Exercise — Count the lines in the rows below that contain the string "wave", with case counting, and give only the number.

/---

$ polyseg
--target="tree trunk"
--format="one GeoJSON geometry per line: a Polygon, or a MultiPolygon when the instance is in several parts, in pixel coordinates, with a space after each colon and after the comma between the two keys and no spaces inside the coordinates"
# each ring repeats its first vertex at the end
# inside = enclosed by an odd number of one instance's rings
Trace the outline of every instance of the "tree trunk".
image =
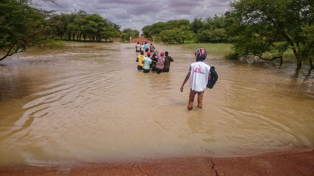
{"type": "Polygon", "coordinates": [[[300,68],[301,66],[302,66],[302,63],[300,56],[298,55],[298,54],[297,54],[297,53],[295,53],[295,57],[297,58],[297,67],[300,68]]]}
{"type": "Polygon", "coordinates": [[[309,60],[310,61],[310,66],[311,69],[314,69],[314,66],[313,66],[313,63],[312,62],[312,58],[309,58],[309,60]]]}

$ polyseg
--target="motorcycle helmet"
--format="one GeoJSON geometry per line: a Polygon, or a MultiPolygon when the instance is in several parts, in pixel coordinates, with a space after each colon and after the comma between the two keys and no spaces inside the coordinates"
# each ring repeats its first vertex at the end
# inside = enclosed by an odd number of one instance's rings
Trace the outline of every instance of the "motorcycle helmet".
{"type": "Polygon", "coordinates": [[[206,58],[207,55],[206,51],[204,48],[199,48],[195,52],[195,60],[196,61],[199,59],[204,60],[206,58]]]}

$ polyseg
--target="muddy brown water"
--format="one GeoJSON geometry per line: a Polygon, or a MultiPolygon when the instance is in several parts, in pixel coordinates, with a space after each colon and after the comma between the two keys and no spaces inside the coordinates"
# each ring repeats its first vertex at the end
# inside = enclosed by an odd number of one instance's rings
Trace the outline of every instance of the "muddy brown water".
{"type": "Polygon", "coordinates": [[[314,73],[295,64],[229,60],[203,108],[180,88],[194,51],[155,44],[170,72],[136,69],[133,44],[34,49],[0,65],[0,163],[54,164],[234,156],[314,146],[314,73]]]}

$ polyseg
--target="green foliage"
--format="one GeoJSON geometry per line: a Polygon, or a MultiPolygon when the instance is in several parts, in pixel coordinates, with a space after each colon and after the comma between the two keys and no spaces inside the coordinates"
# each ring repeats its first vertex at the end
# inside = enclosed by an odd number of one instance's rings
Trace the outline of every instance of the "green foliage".
{"type": "Polygon", "coordinates": [[[227,37],[226,30],[218,28],[203,31],[196,35],[196,39],[198,42],[215,43],[225,42],[227,37]]]}
{"type": "Polygon", "coordinates": [[[310,29],[307,27],[313,24],[313,3],[305,0],[238,0],[230,3],[231,14],[242,19],[240,24],[231,26],[231,33],[236,38],[234,52],[240,56],[263,59],[262,55],[265,53],[270,53],[275,57],[291,47],[298,67],[301,67],[304,57],[310,55],[308,49],[311,44],[307,39],[310,32],[306,29],[310,29]],[[278,44],[278,41],[282,42],[278,44]]]}
{"type": "MultiPolygon", "coordinates": [[[[45,1],[53,1],[43,0],[45,1]]],[[[50,28],[45,19],[53,11],[36,7],[29,0],[2,0],[0,3],[0,52],[1,60],[15,53],[25,51],[30,47],[44,49],[60,45],[50,37],[50,28]]]]}
{"type": "Polygon", "coordinates": [[[129,41],[130,37],[135,39],[140,36],[140,31],[136,30],[127,28],[123,29],[121,35],[121,39],[123,40],[129,41]]]}
{"type": "Polygon", "coordinates": [[[174,44],[178,42],[179,44],[184,43],[185,40],[190,40],[194,36],[193,32],[189,30],[188,26],[181,26],[180,28],[174,28],[172,29],[163,31],[159,35],[161,40],[169,44],[174,44]]]}

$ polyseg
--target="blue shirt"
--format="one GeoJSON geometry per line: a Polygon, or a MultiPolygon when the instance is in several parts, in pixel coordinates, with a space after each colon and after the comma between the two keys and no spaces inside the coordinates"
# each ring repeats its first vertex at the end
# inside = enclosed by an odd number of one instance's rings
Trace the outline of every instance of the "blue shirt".
{"type": "Polygon", "coordinates": [[[149,65],[151,63],[151,60],[149,57],[146,57],[143,59],[143,61],[144,61],[144,65],[143,66],[143,69],[149,69],[149,65]]]}

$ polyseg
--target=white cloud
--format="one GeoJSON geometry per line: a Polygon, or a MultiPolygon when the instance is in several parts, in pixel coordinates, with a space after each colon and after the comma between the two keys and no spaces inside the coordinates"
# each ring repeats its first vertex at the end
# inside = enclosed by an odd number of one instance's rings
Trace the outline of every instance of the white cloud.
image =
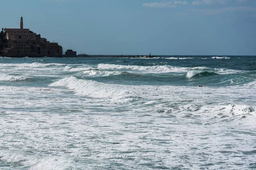
{"type": "Polygon", "coordinates": [[[188,4],[188,3],[187,3],[186,1],[181,1],[180,0],[174,0],[173,1],[173,3],[175,4],[186,5],[188,4]]]}
{"type": "Polygon", "coordinates": [[[144,3],[142,6],[144,7],[149,8],[175,8],[177,6],[176,5],[186,5],[187,4],[186,1],[174,0],[165,2],[144,3]]]}
{"type": "Polygon", "coordinates": [[[244,3],[246,2],[246,0],[236,0],[238,3],[244,3]]]}
{"type": "Polygon", "coordinates": [[[228,0],[198,0],[193,1],[192,3],[192,5],[199,5],[204,4],[210,5],[214,3],[217,3],[220,5],[224,5],[228,0]]]}
{"type": "Polygon", "coordinates": [[[191,11],[200,12],[207,15],[215,15],[226,12],[236,11],[256,11],[256,8],[247,6],[238,6],[236,7],[227,7],[219,9],[193,9],[191,11]]]}

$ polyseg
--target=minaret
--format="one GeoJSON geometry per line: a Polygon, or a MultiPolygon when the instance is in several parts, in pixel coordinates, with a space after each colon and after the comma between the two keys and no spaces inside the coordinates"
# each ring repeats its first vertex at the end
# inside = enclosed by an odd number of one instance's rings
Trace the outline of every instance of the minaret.
{"type": "Polygon", "coordinates": [[[20,18],[20,29],[23,29],[23,18],[20,18]]]}

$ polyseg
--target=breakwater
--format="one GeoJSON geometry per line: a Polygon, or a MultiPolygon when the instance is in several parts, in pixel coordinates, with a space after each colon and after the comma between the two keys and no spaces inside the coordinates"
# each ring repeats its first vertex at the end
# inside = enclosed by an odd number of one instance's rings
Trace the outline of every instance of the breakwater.
{"type": "Polygon", "coordinates": [[[156,57],[156,56],[143,55],[87,55],[79,54],[76,56],[77,57],[102,57],[102,58],[154,58],[156,57]]]}

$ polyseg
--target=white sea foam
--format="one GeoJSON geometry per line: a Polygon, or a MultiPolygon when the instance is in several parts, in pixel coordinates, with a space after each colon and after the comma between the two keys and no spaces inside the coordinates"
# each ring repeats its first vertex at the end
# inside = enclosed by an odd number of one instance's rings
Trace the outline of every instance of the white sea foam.
{"type": "Polygon", "coordinates": [[[6,64],[0,63],[0,66],[2,67],[42,67],[63,65],[64,64],[60,63],[40,63],[38,62],[33,62],[32,63],[17,63],[17,64],[6,64]]]}
{"type": "Polygon", "coordinates": [[[30,77],[24,76],[15,76],[0,74],[0,81],[15,82],[27,79],[30,77]]]}
{"type": "Polygon", "coordinates": [[[230,59],[230,57],[213,57],[212,58],[214,59],[230,59]]]}
{"type": "Polygon", "coordinates": [[[177,60],[177,59],[181,59],[181,60],[184,60],[184,59],[192,59],[194,58],[192,57],[166,57],[166,58],[165,58],[165,59],[169,59],[169,60],[177,60]]]}
{"type": "Polygon", "coordinates": [[[106,71],[99,70],[87,70],[84,71],[82,74],[88,76],[109,76],[111,75],[121,75],[123,74],[123,71],[106,71]]]}
{"type": "Polygon", "coordinates": [[[99,69],[130,70],[145,73],[169,73],[184,72],[189,68],[173,67],[166,65],[156,65],[153,66],[143,66],[138,65],[123,65],[109,64],[99,64],[97,68],[99,69]]]}
{"type": "Polygon", "coordinates": [[[243,70],[236,70],[227,68],[215,68],[215,71],[220,74],[228,74],[245,73],[246,71],[243,70]]]}
{"type": "Polygon", "coordinates": [[[203,72],[204,72],[204,71],[201,70],[194,70],[189,71],[187,73],[186,77],[187,78],[191,78],[194,76],[196,75],[198,75],[201,73],[202,73],[203,72]]]}
{"type": "Polygon", "coordinates": [[[125,88],[120,86],[78,79],[75,76],[61,79],[51,84],[49,86],[67,87],[78,95],[91,97],[118,98],[129,93],[125,88]],[[118,91],[116,90],[117,88],[119,88],[118,91]]]}

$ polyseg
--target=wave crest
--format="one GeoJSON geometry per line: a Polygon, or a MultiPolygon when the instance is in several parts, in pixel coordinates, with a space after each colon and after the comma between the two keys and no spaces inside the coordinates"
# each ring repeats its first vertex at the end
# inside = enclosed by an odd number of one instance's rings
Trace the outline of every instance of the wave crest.
{"type": "Polygon", "coordinates": [[[198,76],[207,76],[218,74],[214,72],[209,72],[202,70],[193,70],[188,72],[186,74],[186,77],[187,78],[192,78],[198,76]]]}
{"type": "Polygon", "coordinates": [[[24,76],[14,76],[6,74],[0,74],[0,81],[16,82],[23,81],[30,77],[24,76]]]}

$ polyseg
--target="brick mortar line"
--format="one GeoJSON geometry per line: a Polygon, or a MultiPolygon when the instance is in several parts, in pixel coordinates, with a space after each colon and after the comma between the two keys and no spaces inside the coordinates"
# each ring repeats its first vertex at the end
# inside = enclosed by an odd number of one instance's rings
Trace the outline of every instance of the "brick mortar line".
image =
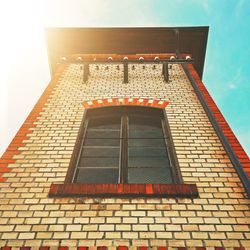
{"type": "Polygon", "coordinates": [[[67,65],[59,65],[58,69],[53,76],[52,80],[42,93],[41,97],[35,104],[34,108],[29,113],[28,117],[24,121],[23,125],[20,127],[16,135],[14,136],[13,140],[3,153],[2,157],[0,158],[0,182],[5,182],[7,178],[1,177],[4,173],[11,172],[11,168],[8,167],[9,164],[15,163],[16,159],[13,159],[13,156],[18,155],[22,152],[22,150],[18,150],[19,147],[25,146],[23,143],[24,140],[28,139],[27,134],[30,133],[30,129],[36,127],[35,122],[39,117],[40,112],[44,108],[44,104],[49,99],[52,91],[56,87],[61,77],[61,74],[65,71],[67,65]]]}

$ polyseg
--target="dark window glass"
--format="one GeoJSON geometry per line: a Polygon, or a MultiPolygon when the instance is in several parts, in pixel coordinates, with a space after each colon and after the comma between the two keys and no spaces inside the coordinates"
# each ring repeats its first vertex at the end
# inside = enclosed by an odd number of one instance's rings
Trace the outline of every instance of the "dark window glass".
{"type": "Polygon", "coordinates": [[[144,107],[88,110],[77,183],[174,183],[163,112],[144,107]]]}

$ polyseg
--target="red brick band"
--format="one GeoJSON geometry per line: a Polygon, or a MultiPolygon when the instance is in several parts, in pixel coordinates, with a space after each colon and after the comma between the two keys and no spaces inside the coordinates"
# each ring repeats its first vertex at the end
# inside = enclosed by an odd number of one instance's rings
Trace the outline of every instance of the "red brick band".
{"type": "Polygon", "coordinates": [[[30,112],[29,116],[24,121],[16,136],[11,141],[5,153],[0,158],[0,182],[6,181],[6,178],[1,177],[2,174],[11,171],[11,168],[9,168],[8,165],[11,163],[15,163],[16,160],[13,159],[13,156],[18,155],[22,152],[21,150],[19,150],[19,147],[25,146],[23,141],[28,139],[27,134],[31,132],[31,128],[34,128],[36,126],[34,123],[35,121],[37,121],[37,117],[42,111],[44,104],[47,102],[47,99],[49,98],[51,92],[57,85],[58,80],[66,67],[66,65],[58,66],[58,69],[55,75],[53,76],[53,80],[49,83],[48,87],[45,89],[42,96],[34,106],[33,110],[30,112]]]}
{"type": "Polygon", "coordinates": [[[83,102],[83,106],[86,109],[108,107],[108,106],[123,106],[123,105],[166,108],[168,104],[169,101],[143,99],[143,98],[110,98],[110,99],[90,100],[83,102]]]}
{"type": "Polygon", "coordinates": [[[192,75],[192,77],[194,78],[194,80],[196,81],[197,86],[199,87],[202,95],[204,96],[204,98],[207,102],[207,105],[209,106],[210,110],[212,111],[216,121],[220,125],[224,135],[228,139],[228,142],[230,143],[232,149],[234,150],[236,156],[238,157],[239,162],[241,163],[244,171],[246,172],[248,178],[250,179],[250,159],[249,159],[248,155],[246,154],[245,150],[240,145],[240,142],[238,141],[238,139],[236,138],[232,129],[228,125],[226,119],[224,118],[224,116],[220,112],[219,108],[215,104],[214,100],[210,96],[208,90],[206,89],[205,85],[201,81],[201,79],[200,79],[198,73],[196,72],[196,70],[194,69],[193,65],[187,64],[187,68],[188,68],[190,74],[192,75]]]}
{"type": "Polygon", "coordinates": [[[198,197],[196,184],[51,184],[49,196],[198,197]]]}
{"type": "MultiPolygon", "coordinates": [[[[96,250],[107,250],[108,247],[106,246],[99,246],[99,247],[84,247],[84,246],[79,246],[79,247],[76,247],[75,249],[77,250],[89,250],[89,249],[96,249],[96,250]]],[[[0,247],[1,250],[11,250],[12,247],[0,247]]],[[[13,249],[17,249],[16,247],[13,247],[13,249]]],[[[30,250],[31,247],[20,247],[20,250],[30,250]]],[[[50,247],[47,247],[47,246],[42,246],[42,247],[39,247],[38,248],[39,250],[50,250],[50,247]]],[[[51,249],[58,249],[58,250],[68,250],[69,247],[66,247],[66,246],[59,246],[59,247],[52,247],[51,249]]],[[[113,248],[112,248],[113,249],[113,248]]],[[[116,247],[117,250],[128,250],[129,247],[127,246],[117,246],[116,247]]],[[[133,247],[133,249],[136,249],[136,250],[150,250],[152,249],[152,247],[144,247],[144,246],[141,246],[141,247],[133,247]]],[[[155,247],[154,249],[157,249],[157,250],[168,250],[168,247],[163,247],[163,246],[159,246],[159,247],[155,247]]],[[[169,248],[170,249],[170,248],[169,248]]],[[[171,247],[172,249],[172,247],[171,247]]],[[[188,247],[175,247],[174,249],[176,250],[188,250],[189,248],[188,247]]],[[[209,249],[209,250],[226,250],[225,247],[192,247],[192,249],[194,250],[206,250],[206,249],[209,249]]],[[[232,247],[231,249],[233,250],[246,250],[245,247],[232,247]]]]}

\---

Full solution — 2